The Defendant dated the Motion April 16, 2011. The Defendant provided no argument for
equitable tolling or any explanation for missing the deadline by nearly eight months. The Court,
therefore, finds no grounds for excusing the untimeliness of the Motion and denies the Motion on
this basis.
The Court notes, additionally, that it would have denied the Motion even if it was timely
because the Defendant knowingly and voluntarily waived his right to bring this Motion in his
Plea Agreement. The Plea Agreement stated:
I [the Defendant] understand that the law gives a convicted person the right to appeal
the conviction and the sentence imposed, I also understand that no one can predict
the precise sentence that will be imposed, and that the Court has jurisdiction and
authority to impose any sentence within the statutory maximum set for my offense(s)

§ §

WORK TO COMPLETE -
1. Retype the court ruling from "The Defendant dated" up to and including "this basis.".
2. According to the court ruling, what date did the Defendant put on the Motion?
The lines after this are unrelated to the court ruling.

§ §

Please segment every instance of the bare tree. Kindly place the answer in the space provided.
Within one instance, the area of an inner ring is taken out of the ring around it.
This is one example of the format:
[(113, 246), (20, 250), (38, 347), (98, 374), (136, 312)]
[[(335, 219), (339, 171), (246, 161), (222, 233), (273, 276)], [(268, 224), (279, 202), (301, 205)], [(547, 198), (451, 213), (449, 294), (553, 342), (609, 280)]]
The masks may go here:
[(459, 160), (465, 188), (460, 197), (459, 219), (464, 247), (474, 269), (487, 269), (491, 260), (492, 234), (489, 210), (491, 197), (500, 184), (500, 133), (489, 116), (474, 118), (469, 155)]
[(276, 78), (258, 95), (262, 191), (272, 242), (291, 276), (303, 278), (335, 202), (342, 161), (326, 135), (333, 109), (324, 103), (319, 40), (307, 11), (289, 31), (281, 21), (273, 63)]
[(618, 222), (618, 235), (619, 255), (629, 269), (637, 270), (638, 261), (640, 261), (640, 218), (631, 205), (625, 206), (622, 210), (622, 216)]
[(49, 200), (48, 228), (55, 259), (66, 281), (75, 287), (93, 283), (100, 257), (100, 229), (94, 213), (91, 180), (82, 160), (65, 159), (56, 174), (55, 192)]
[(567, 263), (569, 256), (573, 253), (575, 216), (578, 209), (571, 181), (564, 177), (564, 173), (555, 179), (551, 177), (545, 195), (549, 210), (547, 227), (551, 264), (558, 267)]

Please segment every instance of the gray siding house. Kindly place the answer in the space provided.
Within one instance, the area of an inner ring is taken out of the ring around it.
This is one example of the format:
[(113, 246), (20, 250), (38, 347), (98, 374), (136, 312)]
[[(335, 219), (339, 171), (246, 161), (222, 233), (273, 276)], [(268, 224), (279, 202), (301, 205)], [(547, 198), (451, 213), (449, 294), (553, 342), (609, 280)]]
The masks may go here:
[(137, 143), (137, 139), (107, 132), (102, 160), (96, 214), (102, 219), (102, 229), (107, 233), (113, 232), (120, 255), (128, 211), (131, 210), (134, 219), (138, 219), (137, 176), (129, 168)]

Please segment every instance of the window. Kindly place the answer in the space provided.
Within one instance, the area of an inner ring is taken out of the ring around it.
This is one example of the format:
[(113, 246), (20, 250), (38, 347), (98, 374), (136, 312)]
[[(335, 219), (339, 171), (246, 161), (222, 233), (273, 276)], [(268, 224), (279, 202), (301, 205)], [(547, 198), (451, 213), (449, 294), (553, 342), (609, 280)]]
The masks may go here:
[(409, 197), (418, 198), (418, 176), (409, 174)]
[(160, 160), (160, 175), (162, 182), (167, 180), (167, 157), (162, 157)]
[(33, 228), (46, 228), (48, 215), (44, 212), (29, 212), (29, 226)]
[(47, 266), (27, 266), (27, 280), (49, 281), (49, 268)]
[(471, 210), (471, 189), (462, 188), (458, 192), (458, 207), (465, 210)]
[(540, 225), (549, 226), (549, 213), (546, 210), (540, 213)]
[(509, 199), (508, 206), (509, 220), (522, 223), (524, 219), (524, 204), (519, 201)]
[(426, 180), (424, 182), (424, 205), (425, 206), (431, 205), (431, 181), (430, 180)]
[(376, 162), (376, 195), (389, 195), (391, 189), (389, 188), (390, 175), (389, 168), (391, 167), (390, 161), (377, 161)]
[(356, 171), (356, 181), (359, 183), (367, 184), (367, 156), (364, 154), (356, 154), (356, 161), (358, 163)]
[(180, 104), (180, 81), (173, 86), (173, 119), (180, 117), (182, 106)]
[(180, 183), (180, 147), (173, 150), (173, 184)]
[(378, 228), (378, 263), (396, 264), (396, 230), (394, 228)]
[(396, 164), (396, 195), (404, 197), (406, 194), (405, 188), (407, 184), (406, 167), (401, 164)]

§ §

RESPONSES -
1.
The Defendant dated the Motion April 16, 2011. The Defendant provided no argument for
equitable tolling or any explanation for missing the deadline by nearly eight months. The Court,
therefore, finds no grounds for excusing the untimeliness of the Motion and denies the Motion on
this basis.

2. April 16, 2011